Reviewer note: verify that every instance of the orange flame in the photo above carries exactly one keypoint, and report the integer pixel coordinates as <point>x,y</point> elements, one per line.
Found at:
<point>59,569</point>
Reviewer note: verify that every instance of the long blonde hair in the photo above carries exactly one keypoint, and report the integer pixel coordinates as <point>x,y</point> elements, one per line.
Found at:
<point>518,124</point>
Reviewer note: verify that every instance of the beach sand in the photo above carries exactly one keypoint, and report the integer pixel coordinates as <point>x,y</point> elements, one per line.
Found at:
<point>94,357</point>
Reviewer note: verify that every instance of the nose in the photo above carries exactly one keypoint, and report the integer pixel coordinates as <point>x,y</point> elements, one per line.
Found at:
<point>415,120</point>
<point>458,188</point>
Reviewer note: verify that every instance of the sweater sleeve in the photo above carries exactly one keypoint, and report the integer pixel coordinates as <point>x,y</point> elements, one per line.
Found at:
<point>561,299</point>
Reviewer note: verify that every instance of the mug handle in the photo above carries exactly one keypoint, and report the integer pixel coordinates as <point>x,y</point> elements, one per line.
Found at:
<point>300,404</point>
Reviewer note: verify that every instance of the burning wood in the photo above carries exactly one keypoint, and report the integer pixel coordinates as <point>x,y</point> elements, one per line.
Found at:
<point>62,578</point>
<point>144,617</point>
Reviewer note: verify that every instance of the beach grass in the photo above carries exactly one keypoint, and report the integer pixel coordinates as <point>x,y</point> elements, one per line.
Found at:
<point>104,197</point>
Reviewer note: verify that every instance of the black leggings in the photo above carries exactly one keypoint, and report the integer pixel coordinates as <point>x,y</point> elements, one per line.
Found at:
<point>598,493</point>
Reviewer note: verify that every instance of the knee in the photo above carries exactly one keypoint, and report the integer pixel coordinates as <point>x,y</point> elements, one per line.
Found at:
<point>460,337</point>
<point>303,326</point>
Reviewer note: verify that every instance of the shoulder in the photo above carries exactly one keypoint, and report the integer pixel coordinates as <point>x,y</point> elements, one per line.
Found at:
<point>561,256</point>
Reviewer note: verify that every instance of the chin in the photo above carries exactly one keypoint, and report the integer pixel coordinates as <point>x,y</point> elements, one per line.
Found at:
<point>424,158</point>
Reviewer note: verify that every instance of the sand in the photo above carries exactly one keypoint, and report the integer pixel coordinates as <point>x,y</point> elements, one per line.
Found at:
--
=== What you should do ===
Pull out each record as written and restate it exactly.

=== Response area ===
Reviewer note: verify that every instance of the orange flame in the photo above carries exactly one keypoint, and report the integer pixel coordinates as <point>x,y</point> elements, one per line.
Found at:
<point>59,569</point>
Reviewer note: verify that every instance of the long blonde hair in the photo above carries exactly one keypoint, and report the integer pixel coordinates as <point>x,y</point> elements, one per line.
Found at:
<point>518,124</point>
Reviewer note: verify that every instance of the beach sand in the photo above carries exactly one keypoint, and report the integer pixel coordinates as <point>x,y</point> elements, one per line.
Found at:
<point>94,357</point>
Reviewer note: verify that every instance of the nose in the photo above carries exactly one keypoint, and report the integer pixel coordinates as <point>x,y</point> elements, one per line.
Found at:
<point>415,120</point>
<point>458,188</point>
Reviewer note: verify that every instance of the sweater sleeve in the photo above carries exactly one keypoint, and report the integer pixel coordinates as <point>x,y</point> elements, one per line.
Found at:
<point>561,299</point>
Reviewer note: verify that every instance of the mug handle in the photo above carries exactly one keypoint, and report the integer pixel coordinates as <point>x,y</point> elements, one per line.
Found at:
<point>300,404</point>
Reviewer note: verify that every instance of the burning wood in the photo above carries exactly one keypoint, and report the integer pixel coordinates as <point>x,y</point> elements, one per line.
Found at:
<point>62,578</point>
<point>144,617</point>
Reviewer note: verify that every instance of the beach grass in the photo above carries exactly one keypoint, and report the integer pixel coordinates as <point>x,y</point> elements, one per line.
Found at:
<point>104,197</point>
Reviewer note: verify that every instance of the black leggings in the photo above carries exactly one keypoint, and report the integer pixel coordinates as <point>x,y</point> elements, one per line.
Found at:
<point>598,493</point>
Reviewer note: verify that every instance of the knee in the photo above carries exactly one keypoint, and report the integer pixel coordinates as <point>x,y</point> elements, one per line.
Found at:
<point>460,337</point>
<point>303,326</point>
Reviewer note: verify that every instance of the shoulder in the photo above carries exactly one keypoint, and report the integer pixel coordinates as <point>x,y</point> elements, one per line.
Found at:
<point>561,256</point>
Reviewer note: verify that every instance of the chin in the photo above carries exactly one keypoint, and report the integer pixel coordinates as <point>x,y</point> elements, one per line.
Found at:
<point>424,158</point>
Reviewer note: verify that every instance of the sand in the photo above carries exactly one keypoint, and report the integer pixel coordinates as <point>x,y</point> elements, one per line.
Found at:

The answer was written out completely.